▶ _Exercise directions_: Give every line from the one that contains "[locate] seated audience" through the final line of the rows below as a JSON list of strings, one string per line, leaving out blank lines.

== Raw data ==

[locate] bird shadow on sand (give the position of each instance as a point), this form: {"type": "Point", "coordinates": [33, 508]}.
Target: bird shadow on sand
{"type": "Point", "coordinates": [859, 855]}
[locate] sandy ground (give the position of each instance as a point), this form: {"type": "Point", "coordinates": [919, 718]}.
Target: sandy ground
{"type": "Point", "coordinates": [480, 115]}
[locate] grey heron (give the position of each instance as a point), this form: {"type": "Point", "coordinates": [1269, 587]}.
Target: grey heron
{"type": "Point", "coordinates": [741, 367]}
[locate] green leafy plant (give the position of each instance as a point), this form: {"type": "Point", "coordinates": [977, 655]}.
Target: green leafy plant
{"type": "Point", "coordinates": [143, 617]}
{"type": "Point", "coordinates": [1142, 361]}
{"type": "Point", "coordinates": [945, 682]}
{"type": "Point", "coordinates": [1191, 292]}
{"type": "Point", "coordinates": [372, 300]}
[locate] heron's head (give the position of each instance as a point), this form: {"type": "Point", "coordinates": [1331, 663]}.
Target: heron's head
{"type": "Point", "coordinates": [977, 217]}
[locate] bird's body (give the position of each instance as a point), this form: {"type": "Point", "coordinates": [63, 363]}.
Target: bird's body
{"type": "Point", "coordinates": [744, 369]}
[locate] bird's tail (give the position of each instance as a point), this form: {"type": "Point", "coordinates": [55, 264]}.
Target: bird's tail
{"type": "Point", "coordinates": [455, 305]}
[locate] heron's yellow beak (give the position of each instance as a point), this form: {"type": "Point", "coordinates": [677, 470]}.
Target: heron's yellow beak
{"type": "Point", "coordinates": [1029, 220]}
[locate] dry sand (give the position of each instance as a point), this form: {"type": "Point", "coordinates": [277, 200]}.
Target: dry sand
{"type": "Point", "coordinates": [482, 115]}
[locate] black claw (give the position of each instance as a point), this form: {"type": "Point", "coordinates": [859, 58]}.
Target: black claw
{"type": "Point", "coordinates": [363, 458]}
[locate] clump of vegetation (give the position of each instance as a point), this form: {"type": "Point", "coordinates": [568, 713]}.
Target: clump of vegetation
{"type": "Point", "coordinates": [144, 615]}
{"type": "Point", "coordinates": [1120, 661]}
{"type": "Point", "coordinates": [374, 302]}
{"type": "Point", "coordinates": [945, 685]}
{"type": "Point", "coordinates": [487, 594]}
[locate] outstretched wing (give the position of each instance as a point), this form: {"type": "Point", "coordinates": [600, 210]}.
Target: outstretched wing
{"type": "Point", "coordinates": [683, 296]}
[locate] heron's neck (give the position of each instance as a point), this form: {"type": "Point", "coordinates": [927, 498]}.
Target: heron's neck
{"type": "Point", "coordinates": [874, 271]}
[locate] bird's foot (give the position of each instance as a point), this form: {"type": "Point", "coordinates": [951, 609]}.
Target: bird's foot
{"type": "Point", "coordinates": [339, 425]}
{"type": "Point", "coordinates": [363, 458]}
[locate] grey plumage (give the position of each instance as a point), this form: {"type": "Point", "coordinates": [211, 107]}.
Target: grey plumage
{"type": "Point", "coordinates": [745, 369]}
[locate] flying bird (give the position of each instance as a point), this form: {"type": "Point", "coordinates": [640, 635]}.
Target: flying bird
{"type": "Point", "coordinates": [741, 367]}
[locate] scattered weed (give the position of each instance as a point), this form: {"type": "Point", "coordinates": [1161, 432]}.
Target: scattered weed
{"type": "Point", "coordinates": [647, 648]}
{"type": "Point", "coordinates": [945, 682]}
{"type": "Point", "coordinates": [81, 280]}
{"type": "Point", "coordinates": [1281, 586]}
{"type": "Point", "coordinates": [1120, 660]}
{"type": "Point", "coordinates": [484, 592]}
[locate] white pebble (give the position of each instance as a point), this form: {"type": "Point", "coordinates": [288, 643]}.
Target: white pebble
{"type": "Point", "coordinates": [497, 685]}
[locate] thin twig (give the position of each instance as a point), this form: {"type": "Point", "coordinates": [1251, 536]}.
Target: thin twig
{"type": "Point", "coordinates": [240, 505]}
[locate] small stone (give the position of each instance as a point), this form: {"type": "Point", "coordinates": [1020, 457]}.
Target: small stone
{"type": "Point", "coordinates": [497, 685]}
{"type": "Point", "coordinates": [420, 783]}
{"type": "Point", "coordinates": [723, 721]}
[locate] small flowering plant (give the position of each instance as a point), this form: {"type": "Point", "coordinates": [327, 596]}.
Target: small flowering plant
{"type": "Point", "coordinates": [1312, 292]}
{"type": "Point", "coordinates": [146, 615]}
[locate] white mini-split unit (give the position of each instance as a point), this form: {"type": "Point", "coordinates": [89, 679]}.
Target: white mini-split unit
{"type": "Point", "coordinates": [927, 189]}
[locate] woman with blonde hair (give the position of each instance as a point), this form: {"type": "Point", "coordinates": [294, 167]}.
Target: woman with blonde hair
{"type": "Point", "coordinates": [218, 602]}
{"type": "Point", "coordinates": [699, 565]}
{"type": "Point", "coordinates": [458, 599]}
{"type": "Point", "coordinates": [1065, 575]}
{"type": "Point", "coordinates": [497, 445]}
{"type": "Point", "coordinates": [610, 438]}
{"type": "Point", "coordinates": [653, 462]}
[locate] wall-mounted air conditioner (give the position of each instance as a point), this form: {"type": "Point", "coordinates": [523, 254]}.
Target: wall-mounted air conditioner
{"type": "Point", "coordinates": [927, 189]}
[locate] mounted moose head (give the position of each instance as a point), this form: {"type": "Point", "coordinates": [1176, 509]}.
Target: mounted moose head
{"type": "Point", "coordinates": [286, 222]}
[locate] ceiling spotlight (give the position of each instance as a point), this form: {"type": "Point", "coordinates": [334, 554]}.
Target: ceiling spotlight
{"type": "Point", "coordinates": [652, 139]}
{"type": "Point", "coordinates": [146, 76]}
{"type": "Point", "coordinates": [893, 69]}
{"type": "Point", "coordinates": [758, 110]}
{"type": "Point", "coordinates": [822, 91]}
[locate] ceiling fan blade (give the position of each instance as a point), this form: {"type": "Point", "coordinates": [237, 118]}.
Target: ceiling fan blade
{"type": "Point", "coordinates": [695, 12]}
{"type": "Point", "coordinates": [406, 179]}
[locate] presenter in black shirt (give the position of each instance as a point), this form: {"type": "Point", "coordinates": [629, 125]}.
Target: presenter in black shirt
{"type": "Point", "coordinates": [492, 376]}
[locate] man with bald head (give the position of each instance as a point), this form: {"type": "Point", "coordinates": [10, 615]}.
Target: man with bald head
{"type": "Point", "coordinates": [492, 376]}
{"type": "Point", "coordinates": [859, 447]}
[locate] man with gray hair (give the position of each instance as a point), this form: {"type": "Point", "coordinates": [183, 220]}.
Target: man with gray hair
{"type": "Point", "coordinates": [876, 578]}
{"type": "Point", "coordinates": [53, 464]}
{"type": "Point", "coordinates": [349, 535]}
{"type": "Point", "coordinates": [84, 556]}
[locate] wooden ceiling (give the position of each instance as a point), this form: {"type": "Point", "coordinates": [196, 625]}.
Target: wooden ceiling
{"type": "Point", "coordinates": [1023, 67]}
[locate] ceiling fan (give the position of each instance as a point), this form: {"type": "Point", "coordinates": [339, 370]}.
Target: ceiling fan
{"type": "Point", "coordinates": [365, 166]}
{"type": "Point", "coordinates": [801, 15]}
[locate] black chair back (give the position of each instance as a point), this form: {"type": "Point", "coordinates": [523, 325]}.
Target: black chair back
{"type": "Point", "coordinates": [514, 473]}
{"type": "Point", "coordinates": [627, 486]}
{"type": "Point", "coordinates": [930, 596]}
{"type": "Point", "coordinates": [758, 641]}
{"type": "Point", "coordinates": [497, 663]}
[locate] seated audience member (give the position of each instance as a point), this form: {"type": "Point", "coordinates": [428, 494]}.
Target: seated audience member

===

▶ _Full response_:
[
  "[locate] seated audience member (give the position of each instance as a point), this form: {\"type\": \"Point\", \"coordinates\": [428, 494]}.",
  "Target: seated audience member"
]